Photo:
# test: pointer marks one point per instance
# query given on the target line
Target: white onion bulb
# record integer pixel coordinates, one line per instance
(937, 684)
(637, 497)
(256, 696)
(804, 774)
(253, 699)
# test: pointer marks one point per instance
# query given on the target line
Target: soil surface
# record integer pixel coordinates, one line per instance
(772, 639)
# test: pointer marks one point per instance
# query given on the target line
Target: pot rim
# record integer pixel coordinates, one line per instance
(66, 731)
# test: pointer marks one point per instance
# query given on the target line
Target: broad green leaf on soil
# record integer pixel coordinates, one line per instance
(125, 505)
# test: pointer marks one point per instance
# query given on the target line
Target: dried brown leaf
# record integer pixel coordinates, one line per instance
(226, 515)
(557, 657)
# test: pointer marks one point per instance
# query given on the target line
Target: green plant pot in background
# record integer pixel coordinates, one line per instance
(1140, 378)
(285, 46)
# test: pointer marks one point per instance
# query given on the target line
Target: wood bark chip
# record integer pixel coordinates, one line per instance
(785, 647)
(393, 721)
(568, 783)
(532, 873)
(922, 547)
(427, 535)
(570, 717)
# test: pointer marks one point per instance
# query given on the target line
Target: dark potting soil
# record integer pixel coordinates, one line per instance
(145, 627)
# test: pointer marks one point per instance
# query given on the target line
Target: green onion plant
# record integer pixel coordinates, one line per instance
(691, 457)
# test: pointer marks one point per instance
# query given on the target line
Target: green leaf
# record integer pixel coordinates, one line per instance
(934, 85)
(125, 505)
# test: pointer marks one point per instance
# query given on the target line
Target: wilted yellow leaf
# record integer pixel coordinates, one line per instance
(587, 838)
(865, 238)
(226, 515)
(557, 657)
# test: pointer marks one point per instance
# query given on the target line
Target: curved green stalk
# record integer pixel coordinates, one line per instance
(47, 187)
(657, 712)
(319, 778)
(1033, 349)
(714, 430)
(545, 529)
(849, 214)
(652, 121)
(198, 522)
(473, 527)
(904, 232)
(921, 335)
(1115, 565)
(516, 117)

### [Brief]
If a line above holds the string "green", return it as it stands.

### [Answer area]
Target: broad green leaf on soil
Target: green plant pot in background
Target: green onion plant
Target: green leaf
Target: curved green stalk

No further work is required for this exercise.